Start DOCUMENT

# Rough Draft "Fume Box"



## toadiesop (Jun 1, 2007)

What do you guys think of this for a SMALL TIME fume scrubber? I'm sure it's been discussed before but again, the info is all scattered in random threads. So here we go.... 

Basically an air tight box of some kind (I don't think totes are airtight "enough") but I'm sure there's something out there that's PERFECT, I just haven't thought of it yet. :lol: 

So the basic idea is to place a fan on one side blowing INTO the box. I was thinking 8-12 PC case fans since we all have a _few_ of those laying around but fans are cheap enough to find one with a larger air flow and easier installation.

Your Acid/Peroxide bath goes in the box. No crockpot!! You can use A crockpot but it *WILL NOT* be a good idea to turn it on because of heat build up.

So the cover of the box has a pvc (or whatever) pipe that comes out of the top about 6". On top of the pipe is a acid fume filter like the one shown (about $7 per filter)

Now, something will have to be hand crafted depending on what filter you use to ensure an air tight seal to the pipe. Or maybe if you do your homework you can find a the perfect pipe that your filter will fit snug in.

End DOCUMENT
Start GIVEN MATERIAL

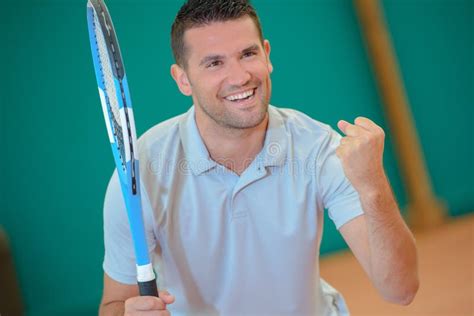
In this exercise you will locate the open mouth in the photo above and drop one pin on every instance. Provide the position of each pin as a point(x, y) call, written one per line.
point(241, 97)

End GIVEN MATERIAL

REQUIRED TASK 1 = Summarize the fume box post in two sentences.
REQUIRED TASK 2 = According to the fume box post, about how much does each acid fume filter cost?
REQUIRED TASK 3 = Rewrite the fume box post starting with "# Rough Draft" and going on through "and easier installation.", with "scrubber" changed to "extractor".
None of the material has any bearing on what follows.

TASK SOLUTION 1 = The post proposes a small fume scrubber built from an airtight box, with a fan on one side blowing into it, possibly 8-12 PC case fans or a single larger fan. The acid/peroxide bath goes inside the box, where a crockpot should not be turned on because of heat buildup, and a pipe about 6" long comes out of the cover with an acid fume filter on top that must be sealed airtight to the pipe.

TASK SOLUTION 2 = About $7 per filter.

TASK SOLUTION 3 =
# Rough Draft "Fume Box"



## toadiesop (Jun 1, 2007)

What do you guys think of this for a SMALL TIME fume extractor? I'm sure it's been discussed before but again, the info is all scattered in random threads. So here we go.... 

Basically an air tight box of some kind (I don't think totes are airtight "enough") but I'm sure there's something out there that's PERFECT, I just haven't thought of it yet. :lol: 

So the basic idea is to place a fan on one side blowing INTO the box. I was thinking 8-12 PC case fans since we all have a _few_ of those laying around but fans are cheap enough to find one with a larger air flow and easier installation.